Exercise goal: Give back the full data character for character.

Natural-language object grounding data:
___
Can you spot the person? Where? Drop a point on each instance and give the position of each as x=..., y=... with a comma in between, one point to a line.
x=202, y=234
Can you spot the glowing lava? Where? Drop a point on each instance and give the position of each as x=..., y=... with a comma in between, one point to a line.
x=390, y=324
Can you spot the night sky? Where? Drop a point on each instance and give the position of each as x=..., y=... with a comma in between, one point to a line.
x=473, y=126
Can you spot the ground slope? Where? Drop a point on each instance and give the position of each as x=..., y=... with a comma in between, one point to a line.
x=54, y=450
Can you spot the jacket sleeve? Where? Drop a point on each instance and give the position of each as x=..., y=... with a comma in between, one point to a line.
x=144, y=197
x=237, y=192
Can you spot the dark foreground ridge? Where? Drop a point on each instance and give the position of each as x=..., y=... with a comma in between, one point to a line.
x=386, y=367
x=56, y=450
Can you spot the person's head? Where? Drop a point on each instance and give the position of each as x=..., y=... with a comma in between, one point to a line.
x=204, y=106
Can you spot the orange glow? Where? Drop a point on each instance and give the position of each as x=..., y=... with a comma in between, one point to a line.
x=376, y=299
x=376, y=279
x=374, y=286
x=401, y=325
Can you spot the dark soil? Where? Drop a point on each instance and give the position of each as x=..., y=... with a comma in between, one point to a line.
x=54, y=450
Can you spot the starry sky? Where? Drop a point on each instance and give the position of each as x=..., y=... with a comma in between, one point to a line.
___
Exercise solution:
Can you spot the person? Where? Drop a point on each instance and give the position of each as x=..., y=... with a comma in between, one point to a line.
x=202, y=234
Can you spot the glowing lava? Where? Drop a point on each instance and give the position of each as x=..., y=... with a comma in between, one point to a line.
x=390, y=324
Can you spot the night sky? Where? Drop a point on each instance and give the position of each as x=..., y=... with a comma in between, one point to a line.
x=473, y=126
Can you spot the ground slope? Where? Drop a point on each instance and give the position of each as x=..., y=... with a comma in between, one point to a line.
x=54, y=450
Can you spot the jacket sleeve? Where? Drop a point on each instance and give the position of each as x=..., y=... with a comma in between, one point to a line.
x=144, y=197
x=237, y=192
Can you spot the dark foreground ridge? Where? Drop a point on each instance and give the position of each as x=..., y=... with a comma in between, one point to a line.
x=386, y=367
x=56, y=450
Can you spot the person's head? Where? Drop a point on each instance and give the position of each as x=..., y=... with a comma in between, one point to a line.
x=204, y=106
Can you spot the orange glow? Where? Drop a point on each instance and give the position of each as x=..., y=... with a comma in between, one point to a line.
x=376, y=299
x=376, y=279
x=374, y=286
x=401, y=325
Can you spot the dark soil? Where? Drop a point on each instance and give the position of each as x=..., y=... with a comma in between, one point to a line.
x=54, y=450
Can you spot the starry sky? Where? Drop a point on each instance and give the position of each as x=..., y=... with a comma in between, one point to a line.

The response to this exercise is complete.